[BRIEF]: Reproduce every one of the records below line for line, leaving out the pictures.

::: RECORDED INFORMATION :::

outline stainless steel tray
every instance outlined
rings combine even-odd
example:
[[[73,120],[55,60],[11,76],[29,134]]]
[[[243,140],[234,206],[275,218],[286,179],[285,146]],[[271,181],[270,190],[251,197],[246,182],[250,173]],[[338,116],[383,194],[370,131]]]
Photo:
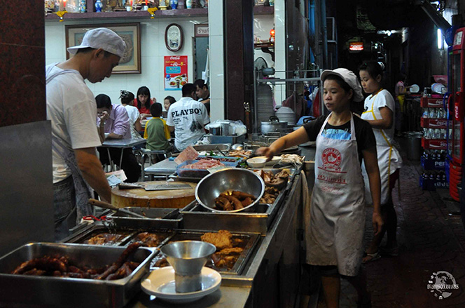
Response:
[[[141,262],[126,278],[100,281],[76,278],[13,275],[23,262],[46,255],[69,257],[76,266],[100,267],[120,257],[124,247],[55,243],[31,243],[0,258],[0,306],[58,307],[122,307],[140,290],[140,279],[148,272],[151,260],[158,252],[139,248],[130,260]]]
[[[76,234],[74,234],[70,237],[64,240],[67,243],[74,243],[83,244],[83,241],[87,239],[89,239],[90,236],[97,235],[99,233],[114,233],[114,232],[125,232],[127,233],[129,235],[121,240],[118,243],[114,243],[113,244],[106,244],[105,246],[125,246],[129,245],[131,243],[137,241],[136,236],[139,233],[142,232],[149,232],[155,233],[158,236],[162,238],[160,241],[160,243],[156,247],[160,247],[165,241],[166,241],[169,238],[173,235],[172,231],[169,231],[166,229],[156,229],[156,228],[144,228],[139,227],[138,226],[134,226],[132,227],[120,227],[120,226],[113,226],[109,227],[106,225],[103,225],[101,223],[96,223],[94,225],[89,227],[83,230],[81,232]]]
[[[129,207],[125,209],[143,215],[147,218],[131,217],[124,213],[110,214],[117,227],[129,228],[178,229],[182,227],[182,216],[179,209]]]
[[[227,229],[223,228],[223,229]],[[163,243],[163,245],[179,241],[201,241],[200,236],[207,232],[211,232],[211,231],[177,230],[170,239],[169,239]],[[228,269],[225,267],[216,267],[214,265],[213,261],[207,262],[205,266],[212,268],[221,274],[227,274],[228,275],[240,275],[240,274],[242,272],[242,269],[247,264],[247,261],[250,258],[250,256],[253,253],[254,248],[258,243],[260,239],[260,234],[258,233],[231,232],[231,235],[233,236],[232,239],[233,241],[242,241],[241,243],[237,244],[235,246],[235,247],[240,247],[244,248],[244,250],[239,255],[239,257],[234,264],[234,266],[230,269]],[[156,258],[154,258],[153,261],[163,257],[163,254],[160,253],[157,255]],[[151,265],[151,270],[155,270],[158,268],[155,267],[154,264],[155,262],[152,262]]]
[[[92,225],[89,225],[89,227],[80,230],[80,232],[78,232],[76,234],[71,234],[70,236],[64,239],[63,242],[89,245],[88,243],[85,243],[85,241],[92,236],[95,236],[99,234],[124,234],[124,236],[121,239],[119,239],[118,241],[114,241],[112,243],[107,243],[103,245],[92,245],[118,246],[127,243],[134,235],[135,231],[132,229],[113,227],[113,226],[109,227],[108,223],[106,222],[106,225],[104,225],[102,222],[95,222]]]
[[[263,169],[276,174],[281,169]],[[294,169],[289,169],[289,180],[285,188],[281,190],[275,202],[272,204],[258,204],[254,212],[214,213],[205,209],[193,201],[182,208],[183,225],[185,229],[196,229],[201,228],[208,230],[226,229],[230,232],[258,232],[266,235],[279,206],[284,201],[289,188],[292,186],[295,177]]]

:::

[OUTPUT OF THE TASK]:
outline stainless steel tray
every instance outlined
rings combine even-odd
example:
[[[73,120],[55,60],[11,76],[29,134]]]
[[[243,140],[234,206],[275,218],[286,179],[285,146]],[[271,181],[270,190],[251,197],[246,182],[250,173]],[[338,116],[383,194],[370,131]]]
Photo:
Response:
[[[141,262],[126,278],[100,281],[76,278],[13,275],[23,262],[46,255],[69,257],[76,266],[100,267],[120,257],[124,247],[55,243],[31,243],[0,258],[0,306],[58,307],[122,307],[140,290],[140,279],[148,272],[151,260],[158,252],[139,248],[130,260]]]
[[[76,234],[74,234],[70,237],[64,240],[67,243],[74,243],[83,244],[83,241],[87,239],[89,239],[90,236],[97,235],[99,233],[114,233],[114,232],[125,232],[127,233],[129,235],[121,240],[118,243],[114,243],[113,244],[106,244],[105,246],[125,246],[129,245],[131,243],[137,241],[136,236],[139,233],[142,232],[149,232],[155,233],[158,236],[162,238],[160,241],[160,243],[156,247],[160,247],[165,241],[166,241],[169,238],[173,235],[172,231],[169,231],[166,229],[156,229],[156,228],[144,228],[139,227],[138,226],[134,226],[132,227],[120,227],[120,226],[113,226],[109,227],[106,225],[103,225],[101,223],[96,223],[94,225],[89,227],[83,230],[81,232]]]
[[[129,207],[125,209],[143,215],[147,218],[131,217],[124,213],[110,214],[117,227],[129,228],[178,229],[182,227],[182,216],[179,209]]]
[[[227,229],[223,228],[223,229]],[[163,243],[163,245],[179,241],[201,241],[200,236],[207,232],[211,232],[211,231],[177,230],[170,239],[169,239]],[[228,269],[225,267],[216,267],[214,265],[213,261],[207,262],[205,266],[212,268],[221,274],[227,274],[228,275],[240,275],[240,274],[242,272],[242,269],[247,264],[247,261],[250,258],[250,256],[253,253],[254,248],[258,243],[260,239],[260,234],[258,233],[231,232],[231,235],[233,236],[232,239],[233,241],[242,241],[241,243],[237,244],[235,246],[235,247],[240,247],[244,248],[244,250],[239,255],[239,257],[234,264],[234,266],[230,269]],[[156,258],[154,258],[153,261],[163,257],[163,254],[160,253],[157,255]],[[151,265],[151,270],[155,270],[158,268],[155,267],[154,264],[155,262],[152,262]]]
[[[92,225],[89,225],[89,227],[80,230],[80,232],[78,232],[76,234],[71,234],[70,236],[64,239],[63,242],[89,245],[88,243],[85,243],[85,241],[92,236],[95,236],[99,234],[124,234],[124,236],[121,239],[119,239],[118,241],[114,241],[112,243],[107,243],[103,245],[92,245],[118,246],[127,243],[134,235],[135,231],[132,229],[113,227],[113,226],[109,227],[108,223],[106,222],[106,225],[104,225],[102,222],[95,222]]]
[[[263,169],[276,174],[281,169]],[[294,169],[289,169],[289,180],[285,188],[281,190],[275,202],[272,204],[258,204],[254,212],[214,213],[205,209],[193,201],[182,208],[183,225],[185,229],[196,229],[201,228],[208,230],[226,229],[230,232],[258,232],[266,235],[279,206],[284,201],[289,188],[292,186],[295,177]]]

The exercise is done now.